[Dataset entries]
· · · · · · ·
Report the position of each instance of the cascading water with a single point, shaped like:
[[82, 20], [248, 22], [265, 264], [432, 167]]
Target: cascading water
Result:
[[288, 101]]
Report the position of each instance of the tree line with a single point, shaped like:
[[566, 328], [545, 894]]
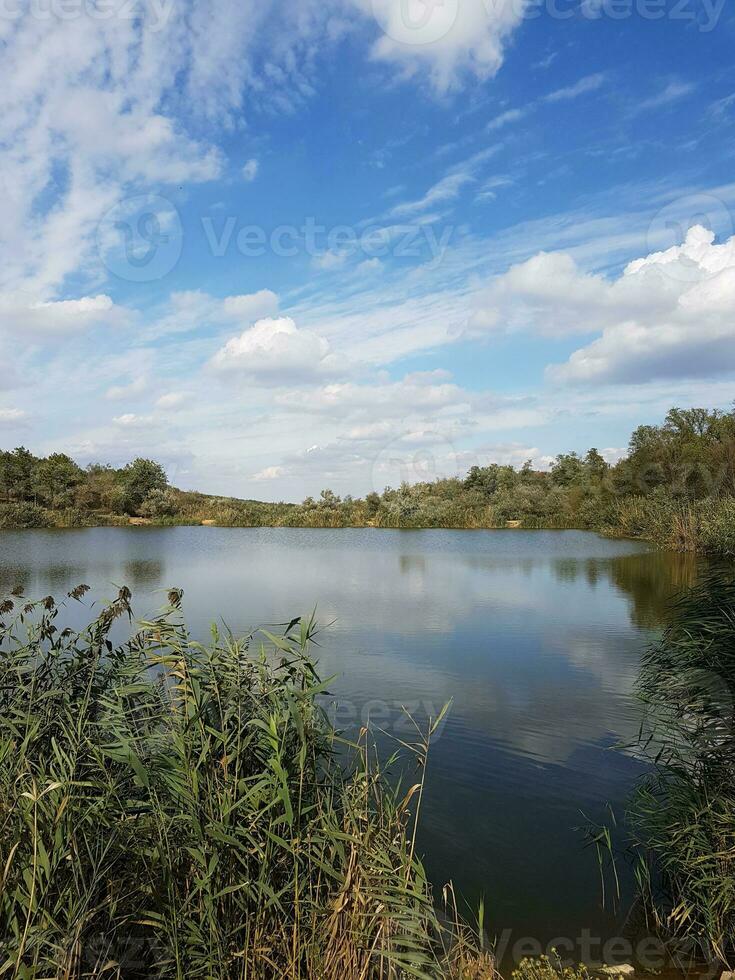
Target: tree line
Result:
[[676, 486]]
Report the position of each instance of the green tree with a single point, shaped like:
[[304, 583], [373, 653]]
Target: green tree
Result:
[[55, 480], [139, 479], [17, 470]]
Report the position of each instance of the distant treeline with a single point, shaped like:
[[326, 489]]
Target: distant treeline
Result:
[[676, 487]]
· · · · · · ·
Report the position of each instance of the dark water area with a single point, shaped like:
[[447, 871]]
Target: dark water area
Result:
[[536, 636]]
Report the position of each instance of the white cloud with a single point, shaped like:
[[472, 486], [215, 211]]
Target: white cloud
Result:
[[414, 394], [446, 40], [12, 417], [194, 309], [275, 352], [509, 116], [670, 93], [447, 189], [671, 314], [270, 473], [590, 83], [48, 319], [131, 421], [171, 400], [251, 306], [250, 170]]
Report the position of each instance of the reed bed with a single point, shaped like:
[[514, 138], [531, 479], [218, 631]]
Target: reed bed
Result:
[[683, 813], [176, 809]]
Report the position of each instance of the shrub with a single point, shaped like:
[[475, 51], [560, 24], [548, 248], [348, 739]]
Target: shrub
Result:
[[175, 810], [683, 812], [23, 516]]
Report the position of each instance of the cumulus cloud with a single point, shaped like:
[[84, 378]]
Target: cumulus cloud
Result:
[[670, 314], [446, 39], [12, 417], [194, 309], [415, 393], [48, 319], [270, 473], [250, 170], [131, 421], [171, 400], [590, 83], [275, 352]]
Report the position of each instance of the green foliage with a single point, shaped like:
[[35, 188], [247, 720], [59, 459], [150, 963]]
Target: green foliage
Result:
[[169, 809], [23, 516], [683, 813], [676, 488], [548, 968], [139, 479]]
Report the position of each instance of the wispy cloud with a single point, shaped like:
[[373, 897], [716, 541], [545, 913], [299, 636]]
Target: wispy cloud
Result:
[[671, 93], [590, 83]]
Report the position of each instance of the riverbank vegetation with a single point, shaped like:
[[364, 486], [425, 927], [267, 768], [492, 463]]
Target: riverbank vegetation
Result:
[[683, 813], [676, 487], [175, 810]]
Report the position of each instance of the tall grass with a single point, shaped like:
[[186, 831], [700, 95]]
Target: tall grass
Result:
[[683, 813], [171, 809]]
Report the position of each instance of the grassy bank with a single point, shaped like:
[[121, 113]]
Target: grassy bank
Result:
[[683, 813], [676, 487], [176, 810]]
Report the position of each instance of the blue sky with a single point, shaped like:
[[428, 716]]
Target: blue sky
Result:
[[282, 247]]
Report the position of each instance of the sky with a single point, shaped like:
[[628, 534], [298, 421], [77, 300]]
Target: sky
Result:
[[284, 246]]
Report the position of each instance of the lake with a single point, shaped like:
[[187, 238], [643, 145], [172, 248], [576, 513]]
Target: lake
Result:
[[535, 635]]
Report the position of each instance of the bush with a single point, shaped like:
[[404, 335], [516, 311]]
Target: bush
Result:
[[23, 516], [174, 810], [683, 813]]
· · · · · · ·
* _Task directions_
Reproduce exactly the lines above from the line with "[[475, 51], [560, 24], [548, 248], [348, 739]]" to the line with "[[364, 486], [425, 927], [267, 768], [492, 463]]", including both, and add nothing.

* _Written answer_
[[475, 51], [560, 24], [548, 248], [348, 739]]
Target: shrub
Result:
[[175, 810], [683, 812], [23, 516]]
Report the position of each instance of the cumulus cloud with a single point, shaped like:
[[84, 378]]
Target: cumulus cloud
Result:
[[670, 314], [446, 39], [12, 417], [194, 309], [415, 393], [48, 319], [270, 473], [250, 170], [131, 421], [171, 400], [590, 83], [275, 352]]
Report the position of each instance of the green foliage with a single point, shaped like:
[[35, 188], [247, 720], [59, 459], [150, 963]]
Target: green foliage
Result:
[[169, 809], [23, 516], [683, 813], [676, 488], [548, 968], [139, 479]]
Report the position of each instance of the wispy cloud with a single point, shaped like:
[[373, 897], [716, 541], [545, 913], [299, 636]]
Target: wispy cloud
Result:
[[671, 93], [590, 83]]
Report the position of each instance of the riverbank vegetation with a single point, shaped like:
[[364, 486], [425, 927], [267, 768], [492, 463]]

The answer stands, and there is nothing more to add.